/---

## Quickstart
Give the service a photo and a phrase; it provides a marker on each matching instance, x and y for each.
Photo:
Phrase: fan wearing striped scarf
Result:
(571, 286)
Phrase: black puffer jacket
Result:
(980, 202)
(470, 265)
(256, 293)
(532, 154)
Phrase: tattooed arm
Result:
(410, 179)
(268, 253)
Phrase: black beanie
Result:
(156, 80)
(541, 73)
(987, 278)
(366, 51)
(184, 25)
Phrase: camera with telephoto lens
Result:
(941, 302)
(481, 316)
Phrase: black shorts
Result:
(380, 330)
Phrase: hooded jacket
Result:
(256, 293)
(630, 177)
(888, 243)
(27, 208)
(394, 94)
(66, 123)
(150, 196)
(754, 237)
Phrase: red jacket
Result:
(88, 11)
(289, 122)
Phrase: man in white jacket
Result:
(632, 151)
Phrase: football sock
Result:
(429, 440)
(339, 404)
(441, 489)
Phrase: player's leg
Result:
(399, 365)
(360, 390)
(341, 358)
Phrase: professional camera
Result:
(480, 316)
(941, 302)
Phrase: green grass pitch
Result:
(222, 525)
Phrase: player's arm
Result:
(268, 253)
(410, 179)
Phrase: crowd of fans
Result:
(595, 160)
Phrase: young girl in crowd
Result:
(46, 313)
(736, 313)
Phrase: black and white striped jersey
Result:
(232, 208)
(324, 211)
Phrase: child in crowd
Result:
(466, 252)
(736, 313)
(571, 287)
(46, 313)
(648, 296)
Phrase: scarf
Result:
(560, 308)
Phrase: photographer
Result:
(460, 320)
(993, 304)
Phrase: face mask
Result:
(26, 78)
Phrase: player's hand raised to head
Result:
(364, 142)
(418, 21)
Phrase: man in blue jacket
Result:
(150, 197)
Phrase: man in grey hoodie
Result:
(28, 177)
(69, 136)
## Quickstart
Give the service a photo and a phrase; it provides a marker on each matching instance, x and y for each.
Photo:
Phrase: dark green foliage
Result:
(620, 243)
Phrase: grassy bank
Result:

\---

_What this task involves_. Reproduce all of the material above, changing every "Result" to "Points" and leaving everything else the same.

_Complete answer_.
## Quickstart
Give the service a photo and a phrase; it provides a marker on each matching instance, x and y for each.
Photo:
Phrase: fan wearing striped scarf
Points:
(571, 286)
Phrase: black puffer jacket
Points:
(980, 202)
(470, 265)
(256, 293)
(532, 154)
Phrase: tattooed arm
Points:
(410, 179)
(268, 253)
Phrase: black beanie
Points:
(156, 80)
(541, 73)
(987, 278)
(366, 51)
(184, 25)
Phrase: camera with telephoto lens
Points:
(941, 302)
(481, 316)
Phrase: black shorts
Points:
(380, 330)
Phrase: hooded jacket
Points:
(256, 293)
(630, 177)
(888, 243)
(27, 208)
(394, 94)
(66, 123)
(150, 196)
(754, 237)
Phrase: red jacket
Points:
(88, 11)
(289, 122)
Phrase: man in white jacket
Points:
(632, 151)
Phrase: football sock
Points:
(429, 440)
(339, 404)
(441, 489)
Phrase: player's leg
Points:
(399, 365)
(360, 390)
(341, 358)
Phrase: professional camera
Points:
(480, 316)
(941, 302)
Phrase: green grass pitch
Points:
(222, 525)
Phrase: player's arm
Points:
(268, 253)
(410, 179)
Phrase: crowd of fans
Points:
(595, 160)
Phrase: young girl in crowd
Points:
(46, 313)
(736, 313)
Phrase: black and white striped jersey
Points:
(232, 208)
(324, 211)
Phrase: child in crowd
Points:
(466, 252)
(736, 313)
(571, 287)
(46, 313)
(648, 296)
Phrase: scarf
Points:
(560, 308)
Phrase: photographer
Points:
(460, 320)
(993, 304)
Phrase: face mask
Points:
(26, 78)
Phrase: player's hand raised to head
Points:
(364, 142)
(418, 21)
Phrase: man in blue jacket
Points:
(150, 197)
Phrase: man in grey hoodie
Points:
(28, 177)
(69, 136)
## Quickstart
Give the service a photo and a phrase; it provides a marker on each matching instance, x and y for each.
Photo:
Phrase: dark green foliage
Points:
(620, 243)
Phrase: grassy bank
Points:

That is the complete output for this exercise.